[Problem to work on]
Repeat the data exactly, every last line of it.

--------------------

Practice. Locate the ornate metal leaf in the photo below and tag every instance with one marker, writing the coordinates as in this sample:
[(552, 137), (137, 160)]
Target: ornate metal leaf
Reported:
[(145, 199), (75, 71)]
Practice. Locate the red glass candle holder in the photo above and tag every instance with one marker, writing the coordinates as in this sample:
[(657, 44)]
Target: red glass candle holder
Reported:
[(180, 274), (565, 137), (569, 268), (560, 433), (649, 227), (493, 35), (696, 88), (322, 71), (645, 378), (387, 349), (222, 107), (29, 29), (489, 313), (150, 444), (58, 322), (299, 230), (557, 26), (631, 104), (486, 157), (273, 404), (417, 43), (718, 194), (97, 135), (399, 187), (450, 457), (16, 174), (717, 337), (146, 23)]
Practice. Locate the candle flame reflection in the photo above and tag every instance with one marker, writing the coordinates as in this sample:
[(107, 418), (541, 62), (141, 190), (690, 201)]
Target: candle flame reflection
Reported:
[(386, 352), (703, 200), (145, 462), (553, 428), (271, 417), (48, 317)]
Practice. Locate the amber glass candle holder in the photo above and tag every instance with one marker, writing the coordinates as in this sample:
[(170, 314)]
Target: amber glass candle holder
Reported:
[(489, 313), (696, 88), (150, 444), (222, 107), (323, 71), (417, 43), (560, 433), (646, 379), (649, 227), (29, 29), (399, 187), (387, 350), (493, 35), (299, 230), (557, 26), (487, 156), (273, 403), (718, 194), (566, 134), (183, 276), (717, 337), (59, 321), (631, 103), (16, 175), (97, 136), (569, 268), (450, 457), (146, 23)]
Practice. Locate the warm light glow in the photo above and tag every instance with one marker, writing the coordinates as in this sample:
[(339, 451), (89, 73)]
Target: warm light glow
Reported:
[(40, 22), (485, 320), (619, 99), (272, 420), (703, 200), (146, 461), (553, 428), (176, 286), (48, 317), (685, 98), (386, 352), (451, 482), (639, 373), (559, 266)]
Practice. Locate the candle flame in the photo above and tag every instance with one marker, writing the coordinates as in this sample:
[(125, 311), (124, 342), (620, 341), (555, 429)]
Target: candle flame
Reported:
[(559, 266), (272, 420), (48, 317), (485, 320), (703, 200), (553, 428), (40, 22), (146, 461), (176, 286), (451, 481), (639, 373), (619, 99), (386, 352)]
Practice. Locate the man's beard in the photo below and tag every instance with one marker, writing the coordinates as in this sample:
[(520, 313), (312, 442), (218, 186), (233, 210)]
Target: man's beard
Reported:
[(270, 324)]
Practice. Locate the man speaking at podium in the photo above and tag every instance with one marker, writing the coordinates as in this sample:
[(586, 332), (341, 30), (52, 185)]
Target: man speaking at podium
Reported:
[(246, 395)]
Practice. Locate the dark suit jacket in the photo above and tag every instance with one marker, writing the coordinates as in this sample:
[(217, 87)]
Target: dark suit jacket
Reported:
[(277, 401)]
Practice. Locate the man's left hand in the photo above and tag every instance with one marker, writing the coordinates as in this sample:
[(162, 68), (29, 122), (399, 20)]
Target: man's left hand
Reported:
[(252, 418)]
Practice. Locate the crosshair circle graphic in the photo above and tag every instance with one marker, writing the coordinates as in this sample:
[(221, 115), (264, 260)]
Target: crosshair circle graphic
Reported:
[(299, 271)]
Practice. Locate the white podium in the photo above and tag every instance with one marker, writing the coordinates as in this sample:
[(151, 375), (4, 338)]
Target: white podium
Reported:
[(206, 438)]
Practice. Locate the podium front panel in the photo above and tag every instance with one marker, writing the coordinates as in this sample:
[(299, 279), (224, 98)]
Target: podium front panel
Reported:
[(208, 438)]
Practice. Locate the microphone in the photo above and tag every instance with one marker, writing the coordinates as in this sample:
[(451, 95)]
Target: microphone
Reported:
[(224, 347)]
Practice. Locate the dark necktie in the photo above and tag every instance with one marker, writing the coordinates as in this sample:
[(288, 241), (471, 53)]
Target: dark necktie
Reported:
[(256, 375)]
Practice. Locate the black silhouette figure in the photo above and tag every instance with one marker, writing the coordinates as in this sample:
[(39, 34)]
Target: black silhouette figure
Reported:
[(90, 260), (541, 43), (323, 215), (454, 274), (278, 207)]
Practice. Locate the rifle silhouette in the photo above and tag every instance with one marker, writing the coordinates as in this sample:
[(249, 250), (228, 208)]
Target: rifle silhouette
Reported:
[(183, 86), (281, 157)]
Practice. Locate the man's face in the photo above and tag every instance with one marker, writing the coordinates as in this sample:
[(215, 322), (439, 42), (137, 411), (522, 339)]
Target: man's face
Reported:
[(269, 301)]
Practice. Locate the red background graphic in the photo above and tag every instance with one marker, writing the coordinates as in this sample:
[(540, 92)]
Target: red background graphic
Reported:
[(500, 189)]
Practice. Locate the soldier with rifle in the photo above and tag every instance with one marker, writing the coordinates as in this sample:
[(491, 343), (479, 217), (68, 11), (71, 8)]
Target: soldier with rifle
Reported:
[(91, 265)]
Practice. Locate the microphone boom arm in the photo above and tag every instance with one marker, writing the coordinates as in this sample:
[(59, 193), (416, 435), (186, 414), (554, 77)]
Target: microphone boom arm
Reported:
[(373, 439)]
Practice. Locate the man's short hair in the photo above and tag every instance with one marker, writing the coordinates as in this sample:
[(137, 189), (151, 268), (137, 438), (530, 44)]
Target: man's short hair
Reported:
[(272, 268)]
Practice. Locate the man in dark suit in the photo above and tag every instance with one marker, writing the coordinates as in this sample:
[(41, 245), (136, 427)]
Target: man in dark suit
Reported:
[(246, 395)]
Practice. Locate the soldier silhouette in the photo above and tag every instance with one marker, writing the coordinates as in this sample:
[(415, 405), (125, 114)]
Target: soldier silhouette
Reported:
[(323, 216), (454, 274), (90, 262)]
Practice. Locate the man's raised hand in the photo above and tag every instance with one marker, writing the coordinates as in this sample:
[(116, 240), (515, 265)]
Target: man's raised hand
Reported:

--------------------

[Solution]
Practice. Locate the ornate metal leaf in the photo below and tag every instance with one marker, writing the coordinates as in this sample:
[(552, 137), (137, 160)]
Target: ornate metal leaf
Reported:
[(145, 199), (75, 71)]
Practice. Locate the red glass candle holder in the photo above and tag every instance with one marker, writing the coordinates as in this sample:
[(657, 44)]
Target: red glass candle holder
Reported:
[(180, 274), (565, 137), (569, 268), (560, 433), (649, 227), (493, 35), (696, 88), (322, 71), (645, 378), (387, 349), (222, 107), (29, 29), (489, 313), (150, 444), (58, 322), (299, 230), (557, 26), (631, 104), (486, 157), (273, 404), (417, 43), (718, 194), (97, 135), (399, 187), (450, 457), (16, 174), (717, 337), (146, 23)]
Practice. Locate the candle flame reflection in the photo above and tag every instance with one marker, writing the coordinates as in this sample:
[(107, 418), (541, 62), (141, 190), (690, 201)]
Target: candle flame reflection
Reported:
[(386, 352), (703, 200), (145, 462), (553, 428), (271, 417), (48, 317)]
Practice. Locate the amber glass candle holder in the photo above and tag every instance with one marker, writing the coordinates as in this sample:
[(170, 314)]
Target: amber glass candle holder
Reported:
[(489, 313), (696, 88), (150, 444), (222, 107), (323, 71), (417, 43), (560, 433), (646, 379), (649, 227), (29, 29), (399, 187), (387, 350), (493, 35), (299, 230), (557, 26), (487, 156), (273, 403), (718, 194), (566, 134), (183, 276), (717, 337), (59, 321), (631, 103), (16, 175), (97, 136), (569, 268), (450, 457), (146, 23)]
Practice. Locate the warm light glow in the photo above and tag every instance with one marker, writing the coordinates as in this sample:
[(339, 451), (89, 73)]
Target: warm light glow
Reported:
[(40, 22), (485, 320), (619, 99), (272, 420), (703, 200), (146, 461), (553, 428), (176, 286), (48, 317), (685, 98), (386, 352), (451, 482), (639, 373), (559, 266)]
Practice. Locate the candle flame in the photo above and tag every instance with one marker, writing the coordinates as in this sample:
[(125, 311), (124, 342), (620, 341), (555, 429)]
Target: candle flame
Reported:
[(559, 266), (272, 420), (48, 317), (485, 320), (703, 200), (553, 428), (40, 22), (146, 461), (176, 286), (451, 481), (639, 373), (619, 99), (386, 352)]
Practice. Locate the man's beard in the photo below and tag every instance with one marker, writing the coordinates as in this sample:
[(520, 313), (312, 442), (218, 186), (233, 210)]
Target: man's beard
Reported:
[(270, 324)]
Practice. Locate the man speaking at podium in the photo above and tag every instance with one marker, writing the coordinates as in this sample:
[(586, 332), (341, 30), (52, 185)]
Target: man speaking at podium
Reported:
[(246, 395)]
Practice. Locate the dark suit jacket in the photo above and tag every instance with one marker, writing the coordinates as in this sample:
[(217, 87)]
Target: dark suit jacket
Reported:
[(277, 401)]
Practice. Locate the man's left hand in the photo above and tag every instance with one marker, writing the coordinates as in this sample:
[(162, 68), (29, 122), (399, 20)]
Target: man's left hand
Reported:
[(252, 418)]
Practice. Locate the crosshair circle graphic in the photo above and tag every instance with one marker, writing the coordinates as in this sample:
[(221, 115), (264, 260)]
Target: crosshair circle graphic
Reported:
[(299, 271)]
Practice. Locate the white podium in the photo above and tag every instance with one marker, writing the coordinates as in this sample:
[(151, 375), (4, 338)]
Target: white podium
Reported:
[(206, 438)]
Practice. Locate the podium front panel in the photo above and tag every instance with one marker, writing the coordinates as in this sample:
[(299, 279), (224, 98)]
Target: podium front panel
Reported:
[(208, 438)]
Practice. Locate the microphone in the photo above and tag every instance with one marker, writing the coordinates as in this sample:
[(451, 95)]
Target: microphone
Reported:
[(224, 347)]
Practice. Locate the dark necktie in the photo above and tag every instance with one marker, writing the coordinates as in this sample:
[(288, 241), (471, 53)]
Target: dark necktie
Reported:
[(256, 375)]
Practice. Locate the black silhouette figure in the photo above and tag every instance with one marker, writing the coordinates as in this sample:
[(39, 34)]
Target: black silhouette figure
Reported:
[(90, 260), (541, 43), (323, 215), (454, 274), (278, 207)]
Practice. Locate the rifle silhouette in the photo above and tag every instance with one marker, writing the coordinates as in this sample:
[(249, 250), (228, 208)]
Target: rifle silhouette
Reported:
[(183, 86), (281, 157)]
Practice. Locate the man's face in the photo above and tag every instance with one marker, writing the coordinates as in this sample:
[(215, 322), (439, 42), (137, 411), (522, 339)]
Target: man's face
Reported:
[(269, 301)]
Practice. Locate the red background graphic in the photo above and tag every instance with one marker, writing the coordinates as in this sample:
[(540, 92)]
Target: red background graphic
Reported:
[(500, 189)]
Practice. Locate the soldier with rifle in the photo above and tag every instance with one marker, writing the coordinates as in this sample:
[(491, 343), (479, 217), (68, 11), (71, 8)]
Target: soldier with rifle
Reported:
[(91, 265)]
Practice. Locate the microphone boom arm in the photo above and tag every instance with one marker, writing the coordinates as in this sample:
[(59, 193), (416, 435), (186, 414), (554, 77)]
Target: microphone boom arm
Reported:
[(373, 439)]
Practice. Locate the man's short hair in the photo above and tag every instance with one marker, writing the coordinates as in this sample:
[(137, 189), (151, 268), (137, 438), (530, 44)]
Target: man's short hair
Reported:
[(272, 268)]
Practice. Locate the man in dark suit in the photo above and tag every instance with one marker, writing the coordinates as in this sample:
[(41, 245), (136, 427)]
Target: man in dark suit
Reported:
[(246, 395)]
Practice. Locate the soldier silhouette in the photo above and tag every instance with one marker, writing the coordinates as in this sample:
[(415, 405), (125, 114)]
Target: soldier silhouette
Reported:
[(323, 216), (454, 274), (90, 262)]
Practice. Locate the man's raised hand in the photo above and tag every instance with one marker, writing the coordinates as in this sample:
[(116, 240), (515, 265)]
Target: man's raised hand
Reported:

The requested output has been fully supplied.